» Exercise instructions:
**a.** From the Xtrem Reading text below, list each tool named for running sessions remotely, along with what it is used for.
**b.** Quote the passage of the Xtrem Reading text that opens with the words containing "Participants should be" and closes with "a cognitive bias.".

== Page extract ==

It will help participants to prioritize their next readings and reduce their Tsundoku syndrome.
Break silos and connect people: “anytime, anywhere, anyone, any topics”
Everyone is concerned by this learning experience and wants to participate. The willingness to learn isn’t limited to operational staff.
It breaks down horizontal silos (inside teams and between teams or departments) but also vertical silos (hierarchy).
It creates empathy between people who aren’t used to working together.
You not only learn from the book but also from each other because you will most likely have read different bits, and you will probably have formed very different opinions about the same book. – Nancy Beers (Happy Scrum Master)
No more waiting frustration:
What’s cool about going to the cinema as a group is the debriefing of the film that takes place right afterward.
I like to think that with Xtrem Reading we create this same feeling about books.
No more 6 months waiting frustration before being able to talk about a book with someone else
Xtrem Reading allows me to meet other colleagues whom I don’t usually meet. Finally, even though the length of the session limits the reading to a broad and not a deep exploration, I find that the concepts I get from the books are easier to re-explain afterward. – Fabien Hiegel (Juste un Dev)
There are some limitations that you need to be aware of before facilitating a session:
A comment often made at the end of the session: “You lied to me, I haven’t really read 2 books.”
Some participants think that without any efforts they would be able to fully read 2 books of 200 pages.
To answer this question, you can use the best weapon of the coach: ask open questions.
“Which value did you see in today’s exercise?”
“What have you learned from this session?”
Participants should be able to find a lot of value from it.
You can as well explain that the promise was to “read 2 books” but the fact that some participants thought it was a full reading was a cognitive bias.
Xtrem reading is another approach to reading.
It doesn’t work for fiction books.
If you Xtrem Read fiction books, of course, it will ruin the pleasure of discovering the characters and their evolution.
Be aware of confirmation bias:
This bias is the tendency of people to favor information that confirms their beliefs or values.
If you organize sessions with only people with the same point of view, same fields of expertise, this bias will be strengthened.
I highly recommend you mix people during those kinds of sessions to manage this bias.
Beware the Dunning-Kruger effect:
This effect is a type of cognitive bias in which people believe that they are smarter and more capable than they really are. Essentially, low-ability people don’t possess the skills needed to recognize their incompetence.
I like to remind participants that just because people have spent some time on a book explaining a given concept, doesn’t make them experts on this given concept.
It can help to fight this effect.
And with the Pandemic?
Xtrem reading can be used remotely as well by using different tools. Here are the ones I have tested for the different parts:
Discord: to communicate and create groups of interests
Trello: to list books, select them and appreciate them
OneDrive: to share books
Honestly, the first sessions are really chaotic: book file format nightmares, tool usage, access rights on the different tools…
Once participants are used to it, it is a different experience but as rich as physical.
The journey to Team Learning is not so complicated once the organization understands that its employees are its privileged partners.
To get them to understand this, you can start by setup and spreading practices that allow Team Learning, such as Xtrem Reading, Lean coffees, brown bag lunches, hackathons, feedback sessions, etc.
As a conclusion, I propose to you some reflections:
Imagine you have just facilitated your first Xtrem Reading session. People are excited and talking to each other. What are you seeing and hearing?
What did you find in this article that could help you? Why? How?
Once you consider your organization a learning organization, what will be different?

===
== Exercise data ==

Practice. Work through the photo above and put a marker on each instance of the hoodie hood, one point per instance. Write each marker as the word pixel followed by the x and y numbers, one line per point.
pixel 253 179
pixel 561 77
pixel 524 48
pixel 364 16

===

» Exercise results:
**a.**
- Discord: to communicate and create groups of interests
- Trello: to list books, select them and appreciate them
- OneDrive: to share books

**b.**
Participants should be able to find a lot of value from it.
You can as well explain that the promise was to “read 2 books” but the fact that some participants thought it was a full reading was a cognitive bias.